### TASK ITEM
Leave out the pictures, then output the lines of the records below from the first through the one containing "box: [408, 206, 461, 245]".

### RECORDS PROVIDED

○ ○ ○ ○

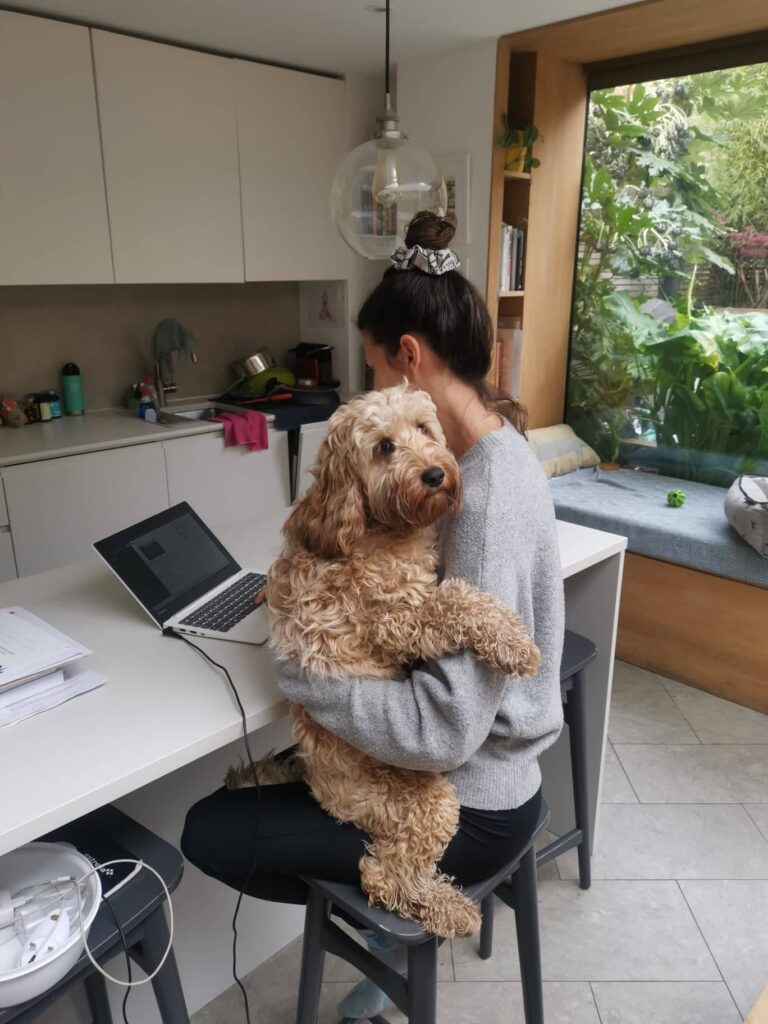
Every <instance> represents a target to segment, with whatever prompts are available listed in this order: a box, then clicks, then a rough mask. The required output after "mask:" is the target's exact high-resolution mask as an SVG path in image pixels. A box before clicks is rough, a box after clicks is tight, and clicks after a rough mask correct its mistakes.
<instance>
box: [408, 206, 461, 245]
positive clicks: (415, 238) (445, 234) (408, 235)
mask: <svg viewBox="0 0 768 1024" xmlns="http://www.w3.org/2000/svg"><path fill="white" fill-rule="evenodd" d="M455 233H456V228H455V227H454V225H453V224H452V223H451V221H450V220H444V219H443V218H442V217H438V216H437V214H436V213H432V212H431V211H429V210H420V211H419V213H417V214H416V215H415V216H414V218H413V219H412V221H411V223H410V224H409V225H408V230H407V231H406V245H407V247H408V248H409V249H411V247H412V246H421V247H422V249H447V247H449V246H450V245H451V242H452V240H453V238H454V234H455Z"/></svg>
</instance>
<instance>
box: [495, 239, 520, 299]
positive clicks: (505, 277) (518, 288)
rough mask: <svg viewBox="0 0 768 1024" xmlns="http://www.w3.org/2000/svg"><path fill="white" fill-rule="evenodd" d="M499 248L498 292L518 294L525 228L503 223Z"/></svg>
mask: <svg viewBox="0 0 768 1024" xmlns="http://www.w3.org/2000/svg"><path fill="white" fill-rule="evenodd" d="M501 246H502V249H501V260H500V264H499V265H500V271H499V291H500V292H519V291H520V290H521V289H522V276H523V271H524V262H525V260H524V256H525V228H523V227H515V226H513V225H512V224H506V223H503V224H502V240H501Z"/></svg>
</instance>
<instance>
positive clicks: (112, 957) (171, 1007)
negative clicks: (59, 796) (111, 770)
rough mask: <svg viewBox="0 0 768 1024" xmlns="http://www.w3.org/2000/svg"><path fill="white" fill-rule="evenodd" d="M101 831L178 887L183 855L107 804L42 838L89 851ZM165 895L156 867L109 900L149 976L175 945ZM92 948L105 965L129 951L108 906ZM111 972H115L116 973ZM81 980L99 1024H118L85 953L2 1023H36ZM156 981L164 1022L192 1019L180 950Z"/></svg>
mask: <svg viewBox="0 0 768 1024" xmlns="http://www.w3.org/2000/svg"><path fill="white" fill-rule="evenodd" d="M97 836H101V837H106V838H109V839H110V840H112V841H114V842H115V843H117V844H119V846H121V847H123V848H124V849H125V850H126V851H127V852H126V856H128V857H135V859H136V860H143V861H144V862H145V863H147V864H151V865H152V866H153V867H154V868H155V869H156V870H157V871H158V872H159V873H160V876H161V878H162V879H163V881H164V882H165V884H166V886H167V887H168V891H169V892H173V891H174V890H175V889H176V887H177V886H178V884H179V882H180V881H181V876H182V873H183V859H182V857H181V854H180V853H179V851H178V850H176V849H175V848H174V847H172V846H171V845H170V844H169V843H166V842H165V840H162V839H160V837H159V836H156V835H154V833H151V831H150V830H148V829H146V828H144V827H143V826H142V825H140V824H138V822H136V821H134V820H133V819H132V818H129V817H128V815H127V814H123V812H122V811H119V810H118V809H117V808H116V807H112V806H108V807H101V808H99V810H97V811H94V812H93V813H91V814H87V815H85V816H84V817H82V818H79V819H78V820H77V821H73V822H71V823H70V824H68V825H65V826H63V827H61V828H57V829H56V830H55V831H52V833H49V834H48V835H47V836H42V837H41V841H42V842H49V843H71V844H72V845H73V846H75V847H77V848H78V849H79V850H81V851H85V852H88V851H89V850H90V849H92V848H93V847H94V845H96V844H94V837H97ZM96 848H97V847H96ZM165 898H166V897H165V892H164V891H163V888H162V886H161V885H160V883H159V882H158V880H157V879H156V878H155V876H154V874H153V873H152V872H151V871H139V873H138V874H136V876H135V878H133V879H131V880H130V882H128V883H126V885H124V886H123V888H122V889H120V890H119V891H118V892H116V893H115V895H114V896H111V897H109V899H110V903H111V904H112V907H113V909H114V910H115V912H116V914H117V918H118V920H119V921H120V924H121V926H122V928H123V932H124V934H125V937H126V944H127V946H128V951H129V954H130V956H131V959H134V961H135V962H136V963H137V964H138V965H139V967H140V968H141V969H142V970H143V971H144V972H145V973H146V974H152V972H153V971H154V970H155V968H156V967H157V965H158V964H159V963H160V959H161V957H162V956H163V953H164V952H165V950H166V947H167V945H168V938H169V935H168V926H167V924H166V920H165V913H164V910H163V904H164V903H165ZM88 946H89V948H90V950H91V952H92V953H93V956H94V957H95V958H96V959H97V961H98V963H99V964H103V963H105V962H106V961H109V959H111V958H113V957H115V956H116V955H118V954H122V953H123V940H122V938H121V936H120V932H119V930H118V927H117V925H116V923H115V919H114V918H113V915H112V913H110V909H109V907H108V906H105V905H104V904H103V903H102V904H101V906H100V908H99V910H98V912H97V913H96V916H95V918H94V920H93V924H92V925H91V928H90V931H89V933H88ZM108 970H109V969H108ZM110 973H111V974H113V973H114V970H111V971H110ZM76 984H84V985H85V990H86V995H87V997H88V1002H89V1006H90V1011H91V1014H92V1017H93V1024H113V1017H112V1013H111V1011H110V1002H109V998H108V994H106V982H105V980H104V979H103V978H102V977H101V975H100V974H98V972H97V971H95V970H94V968H93V965H92V964H91V962H90V961H89V959H88V957H87V955H86V953H85V952H83V955H82V956H81V957H80V959H79V961H78V962H77V964H76V965H75V967H74V968H73V969H72V970H71V971H70V972H69V974H67V975H65V977H63V978H62V979H61V980H60V981H59V982H58V983H57V984H56V985H54V986H53V988H51V989H49V990H48V991H47V992H44V993H42V994H41V995H39V996H38V997H37V998H36V999H31V1000H30V1001H29V1002H25V1004H22V1005H19V1006H17V1007H10V1008H9V1009H7V1010H4V1011H3V1010H0V1024H10V1021H13V1022H14V1024H29V1022H32V1021H35V1020H37V1018H38V1017H39V1016H40V1015H41V1014H42V1013H43V1011H44V1010H46V1009H47V1008H48V1007H50V1006H51V1005H52V1004H54V1002H56V1001H57V1000H58V999H59V997H60V996H61V995H62V994H63V993H65V991H66V990H67V989H69V988H71V987H72V986H73V985H76ZM152 986H153V989H154V990H155V996H156V998H157V1001H158V1009H159V1010H160V1016H161V1019H162V1021H163V1024H189V1015H188V1013H187V1010H186V1005H185V1001H184V996H183V992H182V989H181V982H180V980H179V977H178V972H177V970H176V962H175V958H174V955H173V950H171V952H170V953H169V954H168V958H167V959H166V962H165V964H164V965H163V968H162V970H161V971H160V972H159V973H158V975H157V976H156V977H155V978H154V979H153V981H152Z"/></svg>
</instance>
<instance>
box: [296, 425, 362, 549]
mask: <svg viewBox="0 0 768 1024" xmlns="http://www.w3.org/2000/svg"><path fill="white" fill-rule="evenodd" d="M314 473H315V480H314V483H313V484H312V485H311V487H310V488H309V490H307V493H306V494H305V495H304V497H303V498H300V499H299V501H298V502H297V503H296V505H295V506H294V510H293V512H292V513H291V515H290V517H289V519H288V522H287V523H286V525H285V529H284V532H285V535H286V538H288V540H289V541H294V542H295V543H297V544H299V545H301V547H303V548H305V549H306V550H307V551H310V552H311V553H312V554H314V555H321V556H322V557H324V558H335V557H338V556H340V555H348V554H350V552H351V551H352V549H353V548H354V546H355V544H357V542H358V541H359V540H360V539H361V537H362V535H364V534H365V532H366V501H365V497H364V495H362V490H361V486H360V482H359V480H358V478H357V475H356V474H355V472H354V469H353V465H352V454H351V451H350V436H349V431H348V430H347V429H346V424H345V422H344V420H343V419H341V418H340V420H338V421H337V422H336V423H334V424H333V425H332V427H331V430H330V432H329V436H328V437H327V438H326V440H325V441H324V442H323V444H322V445H321V450H319V453H318V456H317V467H316V469H315V470H314Z"/></svg>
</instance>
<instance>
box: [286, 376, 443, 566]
mask: <svg viewBox="0 0 768 1024" xmlns="http://www.w3.org/2000/svg"><path fill="white" fill-rule="evenodd" d="M312 472H313V474H314V477H315V481H314V483H313V484H312V486H311V487H310V488H309V490H308V492H307V494H306V495H305V496H304V497H303V498H301V499H300V500H299V501H298V502H297V504H296V506H295V508H294V510H293V513H292V514H291V517H290V518H289V520H288V522H287V523H286V536H287V537H288V538H289V539H293V540H295V541H296V542H297V543H298V544H300V545H301V546H302V547H304V548H306V549H307V550H308V551H311V552H312V553H313V554H317V555H323V556H325V557H328V558H333V557H337V556H339V555H348V554H349V553H350V552H351V551H352V549H353V548H354V546H355V545H356V544H357V543H358V542H359V541H360V540H361V538H362V537H364V535H365V534H366V531H367V530H370V529H377V530H382V529H384V530H392V531H397V532H402V531H410V530H412V529H417V528H419V527H422V526H429V525H431V524H432V523H434V522H436V521H437V520H438V519H439V518H440V516H442V515H444V514H445V513H446V512H449V511H451V510H456V509H458V508H459V507H460V505H461V473H460V471H459V466H458V464H457V462H456V459H455V458H454V457H453V455H452V454H451V452H450V451H449V449H447V446H446V444H445V438H444V436H443V433H442V430H441V428H440V425H439V423H438V421H437V416H436V413H435V408H434V406H433V403H432V400H431V398H430V397H429V395H428V394H427V393H426V392H425V391H420V390H418V389H416V388H411V387H409V386H408V385H407V384H399V385H397V386H396V387H390V388H386V389H385V390H382V391H371V392H369V393H368V394H364V395H360V396H359V397H357V398H353V399H352V400H351V401H350V402H348V403H347V404H346V406H342V407H341V408H340V409H338V410H337V411H336V412H335V413H334V415H333V416H332V417H331V420H330V421H329V425H328V436H327V438H326V440H325V441H324V442H323V445H322V446H321V450H319V454H318V456H317V463H316V465H315V467H314V469H313V470H312Z"/></svg>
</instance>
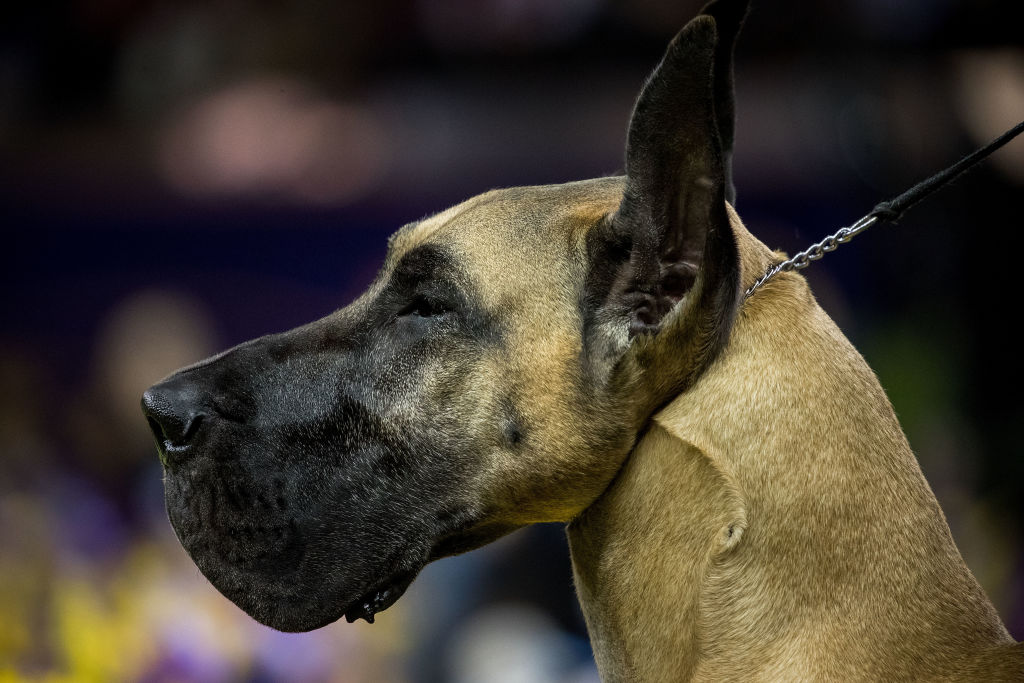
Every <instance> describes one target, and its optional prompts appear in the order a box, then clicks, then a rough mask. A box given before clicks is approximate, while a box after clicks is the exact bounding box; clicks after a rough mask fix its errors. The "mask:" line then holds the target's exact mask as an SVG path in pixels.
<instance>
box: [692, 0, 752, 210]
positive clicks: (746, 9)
mask: <svg viewBox="0 0 1024 683" xmlns="http://www.w3.org/2000/svg"><path fill="white" fill-rule="evenodd" d="M749 9H750V0H712V1H711V2H709V3H708V4H707V5H705V8H703V9H701V10H700V13H701V14H707V15H709V16H711V17H713V18H714V19H715V28H716V30H717V31H718V42H717V43H716V45H715V74H714V85H713V93H714V97H715V121H716V124H717V125H718V136H719V139H720V140H721V142H722V168H723V172H724V175H725V199H726V201H727V202H728V203H729V204H732V205H733V206H735V204H736V187H735V185H734V184H733V181H732V145H733V141H734V139H735V135H734V132H735V128H736V106H735V86H734V81H735V78H734V76H733V72H734V70H733V66H732V63H733V53H734V52H735V49H736V38H737V37H738V36H739V30H740V29H741V28H742V26H743V19H744V18H745V17H746V11H748V10H749Z"/></svg>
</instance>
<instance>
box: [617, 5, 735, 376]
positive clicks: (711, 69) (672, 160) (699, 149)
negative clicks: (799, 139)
mask: <svg viewBox="0 0 1024 683" xmlns="http://www.w3.org/2000/svg"><path fill="white" fill-rule="evenodd" d="M718 51H719V44H718V33H717V30H716V20H715V18H714V17H713V16H711V15H700V16H697V17H696V18H694V19H693V20H691V22H690V23H689V24H687V25H686V26H685V27H684V28H683V30H682V31H681V32H680V33H679V35H677V36H676V38H675V39H673V41H672V43H671V44H670V45H669V48H668V50H667V51H666V54H665V57H664V58H663V59H662V62H660V63H659V65H658V66H657V68H656V69H655V70H654V72H653V73H652V74H651V76H650V78H649V79H648V80H647V83H646V84H645V85H644V87H643V90H642V91H641V93H640V97H639V99H638V100H637V103H636V108H635V109H634V112H633V117H632V119H631V121H630V129H629V135H628V138H627V150H626V189H625V193H624V196H623V200H622V203H621V205H620V207H618V210H617V212H616V213H615V215H614V216H613V218H612V224H613V228H614V231H615V232H616V233H617V234H621V236H626V237H627V238H628V241H629V242H630V243H631V245H632V246H631V248H630V256H629V262H628V264H625V265H624V267H623V268H622V271H621V273H620V276H618V279H617V283H616V289H617V296H618V302H620V304H621V305H622V306H623V307H624V308H625V310H626V312H627V314H628V315H629V335H630V337H631V338H635V337H648V338H654V339H651V340H650V341H648V342H642V343H640V344H639V345H638V346H637V349H636V350H637V352H638V353H639V355H637V356H636V359H637V360H638V361H640V362H641V365H643V366H650V365H651V364H654V365H657V366H659V367H662V368H665V369H666V370H670V371H671V372H666V373H665V374H664V376H663V377H662V378H660V379H659V380H658V384H663V383H664V384H665V386H664V389H665V390H666V391H670V390H679V389H680V388H681V387H682V386H683V385H685V384H687V383H688V382H689V381H690V380H691V379H692V378H693V377H694V376H695V374H698V373H699V372H702V370H703V368H706V367H707V365H708V364H709V362H710V361H711V360H712V359H713V358H714V357H715V355H717V353H718V351H719V350H720V349H721V348H722V347H723V346H724V344H725V342H726V340H727V338H728V333H729V330H730V329H731V327H732V319H733V316H734V314H735V310H736V307H737V303H738V298H739V263H738V261H739V258H738V253H737V249H736V244H735V238H734V236H733V232H732V228H731V226H730V224H729V218H728V213H727V211H726V187H727V179H726V175H725V173H726V165H725V162H724V161H723V150H722V139H721V136H720V133H719V123H718V118H717V112H716V109H715V103H716V102H715V100H716V92H717V86H716V70H715V66H716V65H715V60H716V55H717V54H718ZM729 92H730V93H731V87H730V89H729ZM729 106H730V110H729V112H730V116H731V98H730V104H729ZM730 135H731V128H730ZM635 345H636V344H635ZM663 353H664V354H665V355H663ZM641 356H643V357H646V359H645V360H644V359H642V357H641ZM670 356H671V357H672V359H671V360H669V359H668V358H669V357H670Z"/></svg>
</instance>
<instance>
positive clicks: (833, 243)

○ ○ ○ ○

### ANSWER TO THIS PROBLEM
Every <instance> represents a target to segment, with whatever prompts are available listed in this order: a box, then clicks, then a rough mask. The required output after "mask:" is the target's exact high-resolution mask as an SVG path in image pixels. A box before clicks is rough, a box after clicks is tight, and clicks after a rough mask correct its mistakes.
<instance>
box: [408, 206, 461, 245]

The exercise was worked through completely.